**HOW TO COMPLETE THIS TASK:**
For this exercise, write out every entry exactly and leave the pictures out.
──────────────────────────────
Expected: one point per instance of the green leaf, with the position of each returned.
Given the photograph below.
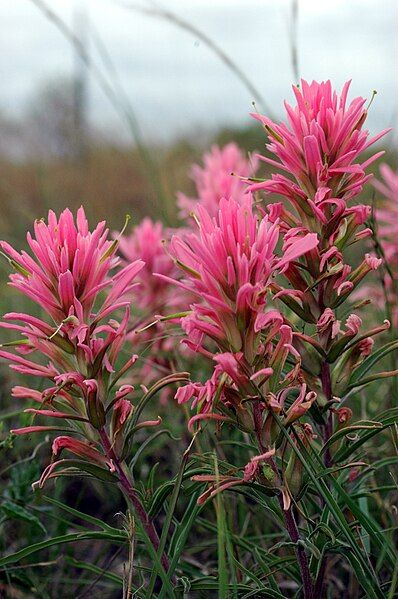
(61, 540)
(83, 516)
(371, 360)
(386, 419)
──────────────────────────────
**PROBLEM SOLUTION:**
Expected: one point per instance of the green leaf, with the position of each returned.
Given the photograph below.
(61, 540)
(83, 516)
(371, 360)
(386, 419)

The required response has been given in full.